:: Data extracts ::
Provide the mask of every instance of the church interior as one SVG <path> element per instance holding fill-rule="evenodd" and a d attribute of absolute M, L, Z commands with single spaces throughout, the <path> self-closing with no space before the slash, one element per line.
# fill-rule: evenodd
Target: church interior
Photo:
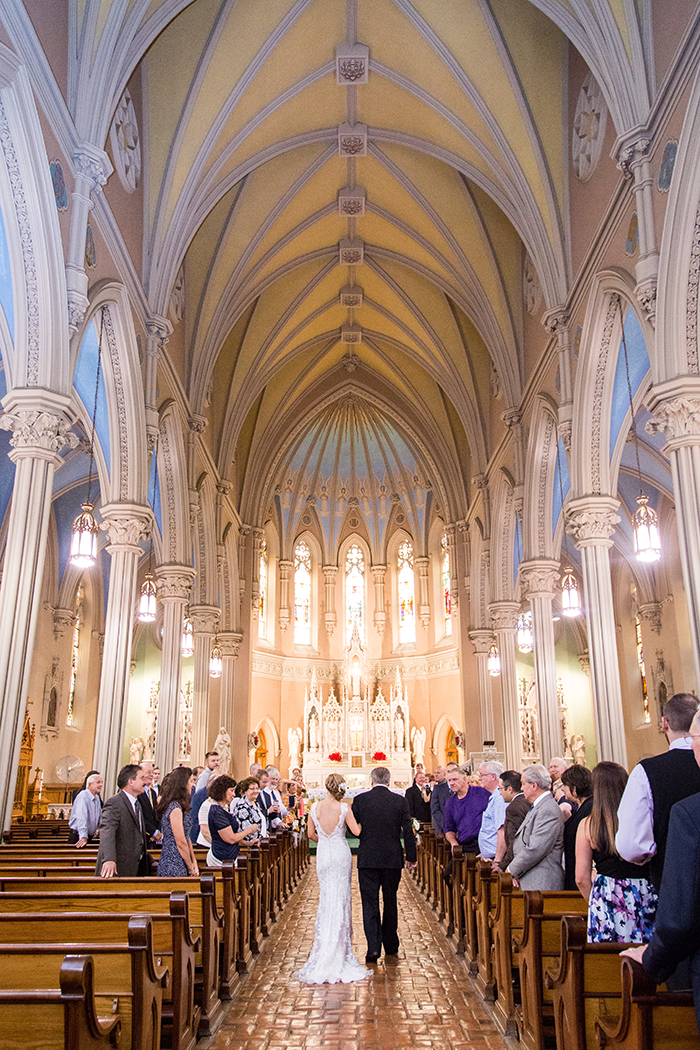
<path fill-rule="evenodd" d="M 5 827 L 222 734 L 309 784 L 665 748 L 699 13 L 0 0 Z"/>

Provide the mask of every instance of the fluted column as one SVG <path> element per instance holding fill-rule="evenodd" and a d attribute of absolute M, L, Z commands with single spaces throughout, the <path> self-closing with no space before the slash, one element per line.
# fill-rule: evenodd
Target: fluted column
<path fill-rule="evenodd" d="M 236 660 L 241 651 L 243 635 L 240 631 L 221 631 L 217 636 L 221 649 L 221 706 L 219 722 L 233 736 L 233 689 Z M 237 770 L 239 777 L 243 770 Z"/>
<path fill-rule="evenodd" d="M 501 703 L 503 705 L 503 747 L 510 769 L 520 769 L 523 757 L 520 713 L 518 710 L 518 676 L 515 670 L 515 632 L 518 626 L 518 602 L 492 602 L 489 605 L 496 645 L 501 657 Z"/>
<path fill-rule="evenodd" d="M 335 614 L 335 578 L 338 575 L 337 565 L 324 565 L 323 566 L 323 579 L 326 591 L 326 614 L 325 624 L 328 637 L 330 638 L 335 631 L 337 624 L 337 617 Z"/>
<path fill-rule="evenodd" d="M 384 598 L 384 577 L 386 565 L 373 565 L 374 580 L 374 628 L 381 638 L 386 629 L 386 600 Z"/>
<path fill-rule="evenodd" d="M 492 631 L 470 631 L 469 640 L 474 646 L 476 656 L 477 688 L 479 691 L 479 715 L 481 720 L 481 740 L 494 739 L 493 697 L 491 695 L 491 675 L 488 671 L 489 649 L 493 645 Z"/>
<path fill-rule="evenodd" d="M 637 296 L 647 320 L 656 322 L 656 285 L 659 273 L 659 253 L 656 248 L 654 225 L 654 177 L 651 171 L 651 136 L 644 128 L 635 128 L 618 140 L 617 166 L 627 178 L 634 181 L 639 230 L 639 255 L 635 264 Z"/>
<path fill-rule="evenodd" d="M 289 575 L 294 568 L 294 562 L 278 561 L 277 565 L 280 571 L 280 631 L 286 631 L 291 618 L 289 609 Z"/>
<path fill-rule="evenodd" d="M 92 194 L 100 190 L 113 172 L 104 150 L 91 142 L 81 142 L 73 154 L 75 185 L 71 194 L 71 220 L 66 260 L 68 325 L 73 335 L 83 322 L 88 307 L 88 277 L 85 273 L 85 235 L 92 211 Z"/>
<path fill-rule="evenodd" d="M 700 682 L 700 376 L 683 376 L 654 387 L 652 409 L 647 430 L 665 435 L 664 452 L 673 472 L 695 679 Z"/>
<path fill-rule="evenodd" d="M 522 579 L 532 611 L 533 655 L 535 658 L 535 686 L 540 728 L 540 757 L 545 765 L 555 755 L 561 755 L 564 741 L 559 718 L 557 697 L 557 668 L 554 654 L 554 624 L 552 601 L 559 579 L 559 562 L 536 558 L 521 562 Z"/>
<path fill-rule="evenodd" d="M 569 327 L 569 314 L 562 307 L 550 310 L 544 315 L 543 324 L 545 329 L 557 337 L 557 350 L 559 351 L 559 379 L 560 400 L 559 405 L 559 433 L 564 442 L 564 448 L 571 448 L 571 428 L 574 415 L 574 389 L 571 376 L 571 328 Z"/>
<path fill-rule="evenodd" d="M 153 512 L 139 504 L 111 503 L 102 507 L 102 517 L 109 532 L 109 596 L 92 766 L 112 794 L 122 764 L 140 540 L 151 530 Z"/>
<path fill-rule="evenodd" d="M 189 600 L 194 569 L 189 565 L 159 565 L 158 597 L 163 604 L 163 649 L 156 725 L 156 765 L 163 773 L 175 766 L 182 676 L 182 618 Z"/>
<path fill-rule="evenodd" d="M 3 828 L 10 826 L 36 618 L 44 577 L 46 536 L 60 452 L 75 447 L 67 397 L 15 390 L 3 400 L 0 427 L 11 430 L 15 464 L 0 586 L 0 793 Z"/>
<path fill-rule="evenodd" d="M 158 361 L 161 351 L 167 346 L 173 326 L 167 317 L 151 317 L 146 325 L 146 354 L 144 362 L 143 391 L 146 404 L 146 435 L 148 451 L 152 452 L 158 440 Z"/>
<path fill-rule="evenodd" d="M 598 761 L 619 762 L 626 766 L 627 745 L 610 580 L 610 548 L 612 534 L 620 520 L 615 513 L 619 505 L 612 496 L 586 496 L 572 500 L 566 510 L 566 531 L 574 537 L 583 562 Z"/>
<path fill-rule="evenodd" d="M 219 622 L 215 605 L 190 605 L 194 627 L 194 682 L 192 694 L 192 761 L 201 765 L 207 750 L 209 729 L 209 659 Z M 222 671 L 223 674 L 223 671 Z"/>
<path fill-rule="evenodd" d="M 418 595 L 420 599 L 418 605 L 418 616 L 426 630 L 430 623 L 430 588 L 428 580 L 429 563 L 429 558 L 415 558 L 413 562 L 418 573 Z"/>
:::
:: Data extracts ::
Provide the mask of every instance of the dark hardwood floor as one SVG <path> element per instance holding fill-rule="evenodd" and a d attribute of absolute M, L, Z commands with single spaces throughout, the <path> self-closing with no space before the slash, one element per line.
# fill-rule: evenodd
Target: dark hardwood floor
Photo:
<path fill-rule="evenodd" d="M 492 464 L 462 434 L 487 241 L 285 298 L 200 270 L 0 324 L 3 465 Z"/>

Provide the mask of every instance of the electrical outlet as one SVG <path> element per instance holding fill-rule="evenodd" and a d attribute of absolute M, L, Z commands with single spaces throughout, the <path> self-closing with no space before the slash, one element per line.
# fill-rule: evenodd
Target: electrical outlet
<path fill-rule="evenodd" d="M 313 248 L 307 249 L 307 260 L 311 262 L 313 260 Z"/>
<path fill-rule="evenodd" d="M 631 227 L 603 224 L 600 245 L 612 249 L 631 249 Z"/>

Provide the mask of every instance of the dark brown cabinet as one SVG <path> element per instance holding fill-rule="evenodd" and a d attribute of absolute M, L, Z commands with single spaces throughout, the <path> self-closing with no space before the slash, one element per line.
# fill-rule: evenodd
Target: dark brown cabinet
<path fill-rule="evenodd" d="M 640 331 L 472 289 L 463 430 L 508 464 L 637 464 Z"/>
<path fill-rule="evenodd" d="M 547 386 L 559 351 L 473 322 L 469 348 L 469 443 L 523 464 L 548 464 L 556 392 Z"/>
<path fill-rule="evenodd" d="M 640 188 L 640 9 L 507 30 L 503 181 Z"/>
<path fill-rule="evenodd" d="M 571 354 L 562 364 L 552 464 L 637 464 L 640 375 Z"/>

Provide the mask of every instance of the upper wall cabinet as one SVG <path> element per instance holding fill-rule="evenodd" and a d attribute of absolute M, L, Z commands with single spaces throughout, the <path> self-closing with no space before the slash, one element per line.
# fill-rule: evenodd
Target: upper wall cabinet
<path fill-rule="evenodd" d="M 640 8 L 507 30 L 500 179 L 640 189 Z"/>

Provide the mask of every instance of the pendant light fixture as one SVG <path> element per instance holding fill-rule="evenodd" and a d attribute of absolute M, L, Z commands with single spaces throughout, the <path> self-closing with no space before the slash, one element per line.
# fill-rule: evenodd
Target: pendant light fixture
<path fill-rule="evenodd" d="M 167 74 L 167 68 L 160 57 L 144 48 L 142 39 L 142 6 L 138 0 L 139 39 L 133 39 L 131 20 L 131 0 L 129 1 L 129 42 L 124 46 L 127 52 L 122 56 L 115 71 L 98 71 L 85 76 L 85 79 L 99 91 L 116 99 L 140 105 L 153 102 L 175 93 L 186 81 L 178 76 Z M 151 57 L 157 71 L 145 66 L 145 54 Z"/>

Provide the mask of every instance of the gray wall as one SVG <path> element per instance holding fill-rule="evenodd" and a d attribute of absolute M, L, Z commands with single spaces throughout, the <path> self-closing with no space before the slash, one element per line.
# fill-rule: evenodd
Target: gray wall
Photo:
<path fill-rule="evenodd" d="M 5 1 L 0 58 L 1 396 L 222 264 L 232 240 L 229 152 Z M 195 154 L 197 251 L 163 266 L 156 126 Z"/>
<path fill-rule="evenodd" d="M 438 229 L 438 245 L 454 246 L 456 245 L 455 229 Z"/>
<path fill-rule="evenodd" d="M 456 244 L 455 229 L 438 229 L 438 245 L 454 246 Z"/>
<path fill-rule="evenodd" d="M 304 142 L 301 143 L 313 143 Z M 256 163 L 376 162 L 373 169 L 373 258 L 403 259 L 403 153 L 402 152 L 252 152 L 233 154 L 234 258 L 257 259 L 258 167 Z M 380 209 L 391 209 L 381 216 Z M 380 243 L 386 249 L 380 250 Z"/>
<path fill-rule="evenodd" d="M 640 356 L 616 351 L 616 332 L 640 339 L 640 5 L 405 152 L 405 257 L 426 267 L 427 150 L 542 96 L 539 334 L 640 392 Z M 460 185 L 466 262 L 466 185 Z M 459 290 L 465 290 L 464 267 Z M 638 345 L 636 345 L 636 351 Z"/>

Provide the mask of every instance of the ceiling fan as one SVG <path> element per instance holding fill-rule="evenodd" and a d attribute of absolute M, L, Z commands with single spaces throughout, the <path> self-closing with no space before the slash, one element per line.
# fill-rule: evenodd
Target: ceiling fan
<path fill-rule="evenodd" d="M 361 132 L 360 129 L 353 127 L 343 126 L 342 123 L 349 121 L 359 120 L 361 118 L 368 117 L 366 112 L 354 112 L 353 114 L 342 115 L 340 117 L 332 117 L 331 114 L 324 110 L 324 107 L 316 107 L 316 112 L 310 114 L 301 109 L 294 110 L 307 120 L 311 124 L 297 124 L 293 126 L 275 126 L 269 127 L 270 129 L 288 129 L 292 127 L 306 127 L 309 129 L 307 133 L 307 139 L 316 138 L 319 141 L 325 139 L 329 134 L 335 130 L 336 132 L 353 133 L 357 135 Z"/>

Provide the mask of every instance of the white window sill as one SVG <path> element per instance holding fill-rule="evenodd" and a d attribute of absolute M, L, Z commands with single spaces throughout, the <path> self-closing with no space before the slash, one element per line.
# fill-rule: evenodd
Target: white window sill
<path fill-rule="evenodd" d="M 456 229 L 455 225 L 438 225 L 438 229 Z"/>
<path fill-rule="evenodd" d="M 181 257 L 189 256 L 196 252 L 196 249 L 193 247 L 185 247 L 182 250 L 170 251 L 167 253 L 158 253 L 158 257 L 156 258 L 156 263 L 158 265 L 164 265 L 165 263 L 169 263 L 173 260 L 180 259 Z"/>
:::
What to produce –
Go through the listing above, and whenever a line holds the word "gray", copy it.

Output for this exercise –
Provide the mask of every instance of the gray wall as one SVG <path> element per instance holding fill-rule="evenodd" and a d attribute of absolute M, L, Z commands with single spaces throughout, the <path> self-closing with no space before the slash, one element per line.
Target: gray wall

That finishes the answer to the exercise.